=== SET PROBLEM A ===
Convert the rows starting at the line that contains "Outline all occurrences of black" and ending at the line that contains "[[122, 41, 327, 240]]" into a JSON list of strings, one string per line, with blank lines left out. Leave out the pictures.

=== TEXT BLOCK ===
——

Imagine, you are in a packed supermarket, you see one last packet of the right size nappies on the shelf, and as you reach out to them, someone else sweeps in front of you and literally takes them out of your hand. "OI," you shout. "I'm buying them!" "No you're not" comes the reply and your anger builds up and you yell, and they yell back, and other shoppers have some entertainment and management start hopping from one foot to another. Your blood is BOILING! Imagine you don't win this round, in real life you would storm off "I'm never going back to that supermarket again. I hope all those nappies split open blah blah.... angry words, more angry words" Its normal. It puts you in a bad mood all day. But if you were fickle.... "I wanted those nappies... arrrgghhh, scream, shout, cause attention." You get the attention and then turn to the other side of the aisle "ooh a special offer on chocolates. Ooh, I want chocolates. Look lady who stole my nappies, cheap chocolates!" Both of you skip off into the sunset with big chocolately smiles on your faces.
4. Unlimited Energy
I don't know where kids get it from, because most of the time its not from a healthy, varied diet! Kids wake up and play, they eat, then they play again. Then you take them out to the playground so you don't feel like a bad parent. Then you might take them on an outing to tire them out. Then you get home and they want to PLAY AGAIN! But its bedtime, and you really want them to go to bed, because frankly you are exhausted from chauffeuring them to and from each area of play for a whole day. Where do they get this energy from?
Imagine, you get up in the morning with energy!!! I can stop there, its beyond belief anyway, and you know where i'm going with this one! Lucky bloody kids!
5. Doing every single hobby you fancy at the time
Some kids are more lucky than others, and this one does come down to budget/grandparents generosity and again time. But a lot of the kids I know (talking about reception to year two age) get to try everything they want. Dancing, singing, football, cooking, karate, gymnastics, swimming, cheerleading, piano. If there is a hobby out there, and there is a cost and weekly class in it, kids get to do it. They go to these classes, most of the time have a different uniform to wear for each one (which YOU of course must wash before the next class), they get to see their friends and make new ones, you get to sit outside and wait and wait and WAIT.

——

[Rows from a box labeling dataset]
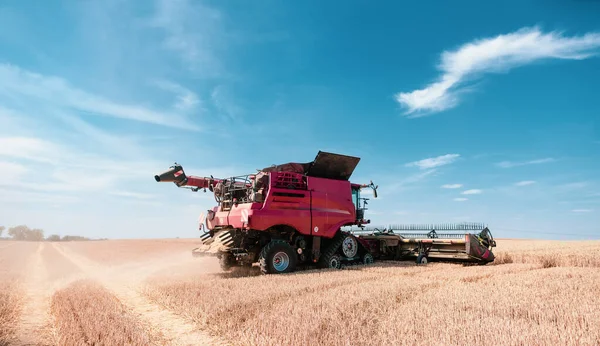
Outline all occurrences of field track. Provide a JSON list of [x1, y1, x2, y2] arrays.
[[0, 239, 600, 346]]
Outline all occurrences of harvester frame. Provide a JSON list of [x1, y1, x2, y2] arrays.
[[155, 151, 495, 274]]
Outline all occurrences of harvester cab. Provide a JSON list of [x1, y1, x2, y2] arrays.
[[154, 151, 495, 273]]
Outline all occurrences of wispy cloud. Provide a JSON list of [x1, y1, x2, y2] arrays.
[[571, 209, 593, 213], [0, 161, 28, 181], [496, 157, 556, 168], [405, 154, 460, 169], [0, 64, 198, 130], [149, 0, 225, 77], [0, 137, 60, 163], [154, 80, 201, 112], [384, 169, 437, 195], [210, 85, 242, 120], [515, 180, 536, 186], [442, 184, 463, 189], [396, 27, 600, 117], [461, 189, 483, 195]]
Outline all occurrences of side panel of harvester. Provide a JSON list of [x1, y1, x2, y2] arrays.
[[250, 180, 311, 235], [308, 177, 356, 238]]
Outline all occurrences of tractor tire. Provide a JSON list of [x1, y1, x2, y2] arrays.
[[318, 232, 345, 269], [258, 240, 298, 274], [363, 253, 373, 265], [219, 253, 236, 271], [325, 254, 342, 269]]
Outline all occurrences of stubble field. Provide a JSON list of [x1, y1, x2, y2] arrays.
[[0, 239, 600, 346]]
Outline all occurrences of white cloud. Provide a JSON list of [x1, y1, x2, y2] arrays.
[[210, 85, 242, 120], [0, 64, 198, 130], [153, 80, 200, 111], [406, 154, 460, 169], [515, 180, 536, 186], [0, 161, 28, 181], [150, 0, 225, 77], [396, 27, 600, 117], [442, 184, 463, 189], [461, 189, 483, 195], [384, 169, 437, 193], [496, 157, 556, 168]]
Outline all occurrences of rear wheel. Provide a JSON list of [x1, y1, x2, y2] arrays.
[[326, 254, 342, 269], [258, 240, 298, 274], [416, 254, 428, 265], [363, 253, 373, 265], [219, 253, 237, 271]]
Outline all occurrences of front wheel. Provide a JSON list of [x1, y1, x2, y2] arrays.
[[258, 240, 298, 274]]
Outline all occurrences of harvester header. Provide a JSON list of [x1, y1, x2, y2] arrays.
[[154, 151, 496, 273]]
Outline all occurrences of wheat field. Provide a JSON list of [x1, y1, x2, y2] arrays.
[[0, 239, 600, 346]]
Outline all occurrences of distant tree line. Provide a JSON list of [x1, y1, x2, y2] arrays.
[[0, 225, 99, 241]]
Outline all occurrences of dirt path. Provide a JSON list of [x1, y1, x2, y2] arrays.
[[16, 243, 53, 345], [52, 243, 227, 345]]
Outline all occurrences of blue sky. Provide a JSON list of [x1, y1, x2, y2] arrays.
[[0, 0, 600, 239]]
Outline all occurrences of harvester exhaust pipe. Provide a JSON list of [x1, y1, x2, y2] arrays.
[[369, 180, 379, 198], [154, 163, 186, 185]]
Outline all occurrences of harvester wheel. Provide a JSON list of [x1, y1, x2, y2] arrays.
[[416, 254, 428, 265], [258, 240, 298, 274], [363, 253, 373, 265], [327, 254, 342, 269], [342, 234, 358, 258], [219, 254, 236, 271]]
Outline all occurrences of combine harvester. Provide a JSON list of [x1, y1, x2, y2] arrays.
[[154, 151, 496, 274]]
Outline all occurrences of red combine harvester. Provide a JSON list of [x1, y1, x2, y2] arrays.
[[154, 151, 496, 274]]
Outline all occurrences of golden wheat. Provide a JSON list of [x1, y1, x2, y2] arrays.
[[60, 239, 199, 266], [0, 241, 37, 346], [144, 242, 600, 345], [51, 280, 160, 346]]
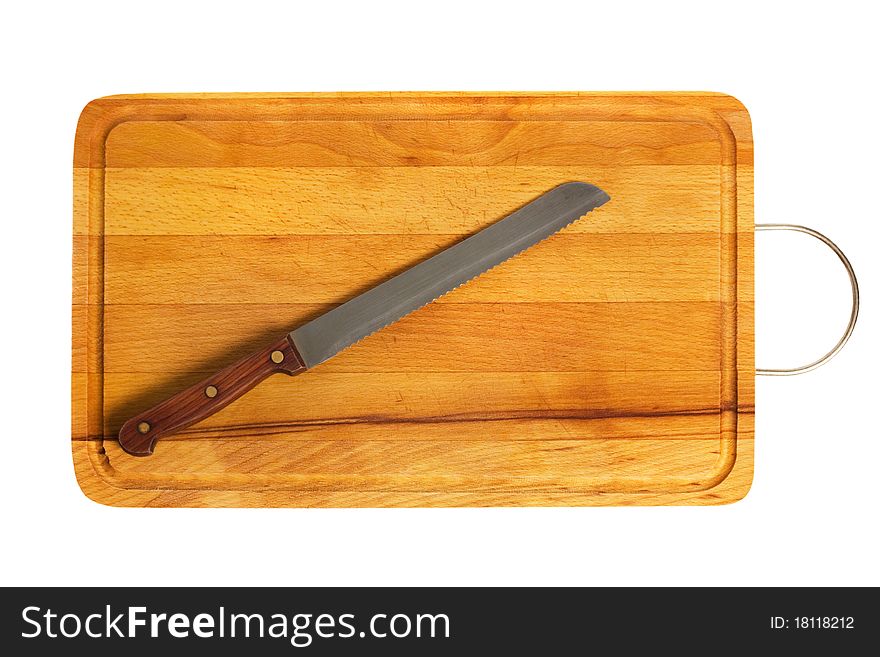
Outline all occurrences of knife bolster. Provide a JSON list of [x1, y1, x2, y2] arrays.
[[119, 335, 306, 456]]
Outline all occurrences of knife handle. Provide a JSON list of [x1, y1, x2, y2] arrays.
[[119, 335, 306, 456]]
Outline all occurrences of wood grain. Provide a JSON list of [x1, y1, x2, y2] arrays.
[[119, 336, 306, 456], [72, 93, 754, 506]]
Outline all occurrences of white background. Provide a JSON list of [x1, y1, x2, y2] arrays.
[[0, 0, 880, 586]]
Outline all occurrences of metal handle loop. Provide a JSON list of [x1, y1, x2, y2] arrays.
[[755, 224, 859, 376]]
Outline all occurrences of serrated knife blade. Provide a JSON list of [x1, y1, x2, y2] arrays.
[[119, 182, 610, 456], [290, 182, 609, 367]]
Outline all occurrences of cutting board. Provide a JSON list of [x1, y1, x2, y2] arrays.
[[72, 93, 754, 507]]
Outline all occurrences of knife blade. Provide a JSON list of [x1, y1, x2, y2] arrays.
[[119, 182, 610, 456]]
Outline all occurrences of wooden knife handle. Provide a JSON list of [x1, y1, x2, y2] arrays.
[[119, 335, 306, 456]]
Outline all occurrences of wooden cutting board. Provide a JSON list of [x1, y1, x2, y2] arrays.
[[72, 93, 754, 506]]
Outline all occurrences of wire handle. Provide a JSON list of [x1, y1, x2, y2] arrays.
[[755, 224, 859, 376]]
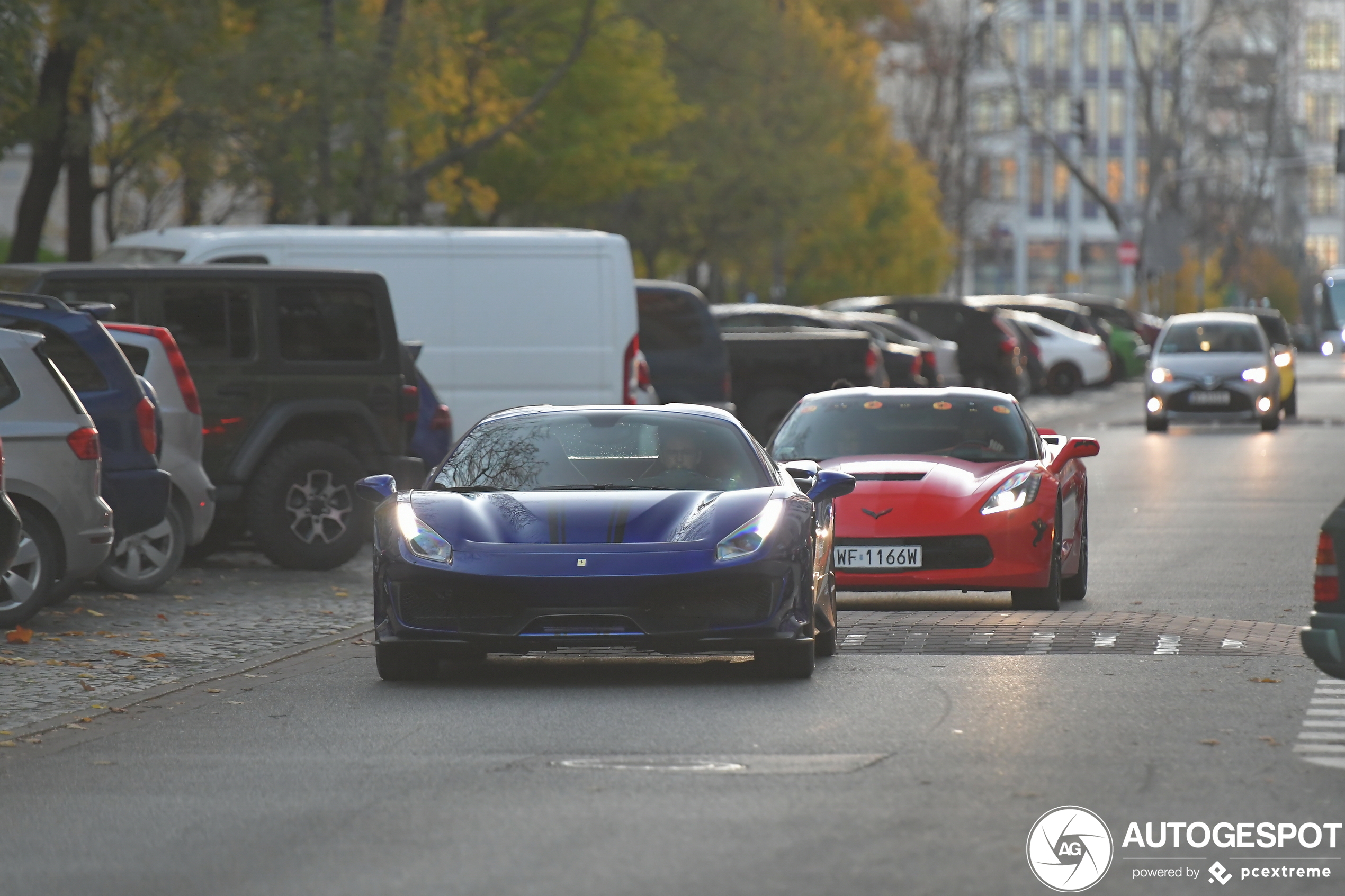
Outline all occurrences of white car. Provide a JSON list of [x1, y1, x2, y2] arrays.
[[98, 324, 215, 592], [98, 224, 658, 432], [999, 310, 1111, 395]]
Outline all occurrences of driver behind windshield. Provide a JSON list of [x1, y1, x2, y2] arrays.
[[636, 426, 722, 490]]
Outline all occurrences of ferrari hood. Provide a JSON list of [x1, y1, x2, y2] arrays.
[[826, 455, 1036, 537], [410, 487, 772, 547]]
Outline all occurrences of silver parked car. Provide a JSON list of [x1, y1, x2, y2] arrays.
[[1145, 312, 1279, 432], [98, 324, 215, 591], [0, 329, 112, 625]]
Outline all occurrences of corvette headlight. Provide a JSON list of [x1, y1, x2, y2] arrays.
[[714, 499, 784, 560], [397, 501, 453, 563], [981, 470, 1041, 513]]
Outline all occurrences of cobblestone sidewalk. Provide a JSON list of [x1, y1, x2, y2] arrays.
[[0, 547, 371, 743]]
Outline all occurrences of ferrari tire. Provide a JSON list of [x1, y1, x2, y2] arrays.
[[752, 638, 817, 678], [1060, 505, 1088, 601], [374, 644, 438, 681], [1011, 509, 1061, 610]]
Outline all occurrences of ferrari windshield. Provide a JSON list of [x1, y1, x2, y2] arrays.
[[770, 394, 1036, 462], [1158, 321, 1265, 355], [433, 410, 775, 492]]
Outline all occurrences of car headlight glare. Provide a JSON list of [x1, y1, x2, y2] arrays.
[[981, 470, 1041, 514], [397, 501, 453, 563], [714, 499, 784, 560]]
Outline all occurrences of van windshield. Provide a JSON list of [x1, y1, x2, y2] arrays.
[[433, 411, 775, 492]]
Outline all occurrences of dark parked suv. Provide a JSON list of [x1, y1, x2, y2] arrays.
[[0, 265, 424, 569]]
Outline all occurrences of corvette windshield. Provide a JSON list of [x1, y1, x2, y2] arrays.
[[433, 411, 774, 492], [1158, 324, 1263, 355], [770, 395, 1034, 462]]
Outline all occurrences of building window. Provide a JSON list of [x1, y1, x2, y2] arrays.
[[1303, 234, 1341, 269], [1303, 19, 1341, 71], [1307, 165, 1335, 215], [1107, 159, 1126, 203], [1303, 93, 1341, 141]]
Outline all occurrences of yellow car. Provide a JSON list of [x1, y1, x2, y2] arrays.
[[1232, 307, 1298, 417]]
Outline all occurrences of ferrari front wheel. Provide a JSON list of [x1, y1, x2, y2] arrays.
[[1011, 512, 1060, 610]]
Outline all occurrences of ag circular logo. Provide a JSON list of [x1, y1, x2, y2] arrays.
[[1028, 806, 1114, 893]]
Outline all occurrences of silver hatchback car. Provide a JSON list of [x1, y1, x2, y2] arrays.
[[0, 329, 112, 625], [1145, 312, 1279, 432]]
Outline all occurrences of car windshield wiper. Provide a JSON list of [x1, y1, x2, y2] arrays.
[[533, 482, 663, 492]]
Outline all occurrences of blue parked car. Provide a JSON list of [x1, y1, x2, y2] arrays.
[[0, 293, 171, 596], [358, 404, 855, 680]]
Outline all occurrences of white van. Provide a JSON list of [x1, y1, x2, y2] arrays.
[[98, 224, 657, 432]]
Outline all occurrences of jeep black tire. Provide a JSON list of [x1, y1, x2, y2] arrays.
[[246, 441, 369, 569], [0, 506, 60, 626]]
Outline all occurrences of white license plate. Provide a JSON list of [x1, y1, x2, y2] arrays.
[[831, 544, 920, 569]]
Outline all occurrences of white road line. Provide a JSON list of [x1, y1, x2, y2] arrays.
[[1154, 634, 1181, 656], [1028, 631, 1056, 653]]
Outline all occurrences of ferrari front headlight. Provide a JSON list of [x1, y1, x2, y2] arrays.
[[714, 499, 784, 560], [397, 501, 453, 563], [981, 470, 1041, 514]]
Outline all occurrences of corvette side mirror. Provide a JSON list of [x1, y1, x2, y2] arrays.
[[355, 473, 397, 504], [783, 461, 818, 493], [809, 470, 854, 504], [1051, 435, 1101, 473]]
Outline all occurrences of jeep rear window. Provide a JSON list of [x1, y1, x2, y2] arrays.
[[4, 317, 107, 392], [276, 287, 383, 361], [163, 286, 257, 365]]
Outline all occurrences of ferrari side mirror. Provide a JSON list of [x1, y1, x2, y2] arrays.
[[1051, 435, 1101, 473], [809, 470, 854, 504], [355, 473, 397, 504]]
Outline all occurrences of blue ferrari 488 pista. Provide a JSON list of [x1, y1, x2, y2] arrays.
[[359, 404, 854, 680]]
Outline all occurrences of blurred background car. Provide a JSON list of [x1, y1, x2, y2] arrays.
[[98, 324, 215, 591], [1299, 501, 1345, 678], [635, 279, 733, 411], [1002, 309, 1113, 395], [1218, 307, 1298, 417], [1145, 312, 1279, 432], [0, 293, 172, 601], [822, 295, 1028, 396], [0, 329, 113, 625]]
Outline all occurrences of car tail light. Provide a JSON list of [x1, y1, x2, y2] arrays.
[[1313, 532, 1341, 603], [66, 426, 102, 461], [104, 324, 200, 414], [136, 397, 159, 454], [402, 385, 419, 423]]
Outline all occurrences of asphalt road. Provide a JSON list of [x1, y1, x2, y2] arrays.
[[0, 360, 1345, 896]]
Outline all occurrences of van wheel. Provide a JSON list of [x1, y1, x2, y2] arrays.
[[247, 441, 369, 569], [98, 502, 187, 592], [1046, 364, 1083, 395], [0, 508, 60, 626]]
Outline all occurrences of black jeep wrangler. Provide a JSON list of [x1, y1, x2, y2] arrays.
[[0, 265, 425, 569]]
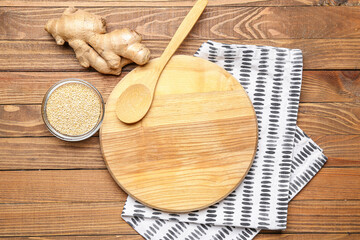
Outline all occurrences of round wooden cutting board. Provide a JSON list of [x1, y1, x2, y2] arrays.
[[100, 55, 257, 212]]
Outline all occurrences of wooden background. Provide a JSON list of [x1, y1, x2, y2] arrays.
[[0, 0, 360, 240]]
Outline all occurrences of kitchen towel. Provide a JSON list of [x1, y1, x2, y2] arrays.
[[122, 41, 326, 239]]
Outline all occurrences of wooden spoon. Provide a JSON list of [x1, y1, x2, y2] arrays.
[[116, 0, 208, 124]]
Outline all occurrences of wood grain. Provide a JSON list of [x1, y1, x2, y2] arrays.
[[0, 71, 360, 104], [0, 102, 360, 137], [298, 103, 360, 134], [254, 232, 360, 240], [0, 6, 360, 41], [100, 55, 258, 212], [0, 200, 360, 236], [0, 71, 360, 104], [0, 168, 360, 205], [0, 39, 360, 72], [0, 135, 360, 170], [0, 137, 106, 170], [0, 0, 359, 7]]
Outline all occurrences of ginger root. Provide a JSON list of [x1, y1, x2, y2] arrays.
[[45, 7, 150, 75]]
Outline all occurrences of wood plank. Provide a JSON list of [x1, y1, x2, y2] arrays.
[[0, 103, 360, 137], [300, 71, 360, 102], [3, 233, 360, 240], [0, 0, 332, 7], [4, 0, 359, 7], [0, 39, 360, 72], [0, 71, 360, 104], [0, 6, 360, 40], [0, 135, 360, 170], [0, 202, 136, 236], [0, 200, 360, 236], [283, 200, 360, 233], [294, 168, 360, 201], [0, 170, 127, 204], [0, 168, 360, 204], [298, 103, 360, 135], [0, 137, 106, 170]]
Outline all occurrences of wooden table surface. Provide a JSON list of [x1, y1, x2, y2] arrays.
[[0, 0, 360, 240]]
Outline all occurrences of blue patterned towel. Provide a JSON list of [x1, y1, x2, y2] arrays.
[[122, 41, 327, 240]]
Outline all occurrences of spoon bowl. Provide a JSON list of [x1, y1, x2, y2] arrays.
[[116, 84, 153, 124]]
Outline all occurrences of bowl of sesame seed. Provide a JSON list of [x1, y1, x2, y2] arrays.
[[41, 78, 105, 142]]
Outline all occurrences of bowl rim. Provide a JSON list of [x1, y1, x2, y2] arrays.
[[41, 78, 105, 142]]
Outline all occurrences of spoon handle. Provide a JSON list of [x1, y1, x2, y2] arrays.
[[159, 0, 208, 68]]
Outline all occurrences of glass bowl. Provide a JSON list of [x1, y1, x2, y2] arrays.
[[41, 78, 105, 142]]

——

=== SET PROBLEM B ===
Copy the passage of the text about kids word for word, starting at "4. Unlimited Energy" and ending at "Lucky bloody kids!".

=== TASK SOLUTION A ===
[
  "Outline all occurrences of black jeep wrangler. Provide a JSON list of [x1, y1, x2, y2] arrays.",
  "[[0, 265, 425, 569]]",
  "Outline all occurrences of round wooden cutting board. Provide a JSON list of [x1, y1, x2, y2] arrays.",
  "[[100, 55, 257, 212]]",
  "Outline all occurrences of wooden background. Provide a JSON list of [x1, y1, x2, y2] arrays.",
  "[[0, 0, 360, 240]]",
  "Outline all occurrences of kitchen towel. Provide a JSON list of [x1, y1, x2, y2] arrays.",
  "[[122, 41, 326, 239]]",
  "Outline all occurrences of wooden spoon. Provide a JSON list of [x1, y1, x2, y2] arrays.",
  "[[116, 0, 208, 124]]",
  "Outline all occurrences of wood grain. Provide a JSON list of [x1, y1, x2, y2] arrays.",
  "[[0, 71, 360, 104], [0, 102, 360, 137], [298, 103, 360, 134], [254, 232, 360, 240], [0, 6, 360, 41], [100, 55, 258, 212], [0, 200, 360, 236], [0, 71, 360, 104], [0, 168, 360, 205], [0, 39, 360, 72], [0, 135, 360, 170], [0, 137, 106, 170], [0, 0, 359, 7]]",
  "Outline all occurrences of ginger root. Provide a JSON list of [x1, y1, x2, y2] arrays.",
  "[[45, 7, 150, 75]]",
  "Outline all occurrences of wood plank. Provide a JSON list of [x1, y1, x2, y2] arrays.",
  "[[0, 103, 360, 137], [300, 71, 360, 102], [3, 233, 360, 240], [0, 0, 332, 7], [4, 0, 359, 7], [0, 39, 360, 72], [0, 71, 360, 104], [0, 6, 360, 40], [0, 135, 360, 170], [0, 202, 136, 236], [0, 200, 360, 236], [283, 200, 360, 233], [294, 168, 360, 201], [0, 170, 127, 204], [0, 168, 360, 204], [298, 103, 360, 135], [0, 137, 106, 170]]",
  "Outline all occurrences of wooden table surface. Provide a JSON list of [x1, y1, x2, y2] arrays.",
  "[[0, 0, 360, 240]]",
  "Outline all occurrences of blue patterned towel. Provide a JSON list of [x1, y1, x2, y2] arrays.",
  "[[122, 41, 327, 240]]"
]

=== TASK SOLUTION B ===
4. Unlimited Energy
I don't know where kids get it from, because most of the time its not from a healthy, varied diet! Kids wake up and play, they eat, then they play again. Then you take them out to the playground so you don't feel like a bad parent. Then you might take them on an outing to tire them out. Then you get home and they want to PLAY AGAIN! But its bedtime, and you really want them to go to bed, because frankly you are exhausted from chauffeuring them to and from each area of play for a whole day. Where do they get this energy from?
Imagine, you get up in the morning with energy!!! I can stop there, its beyond belief anyway, and you know where i'm going with this one! Lucky bloody kids!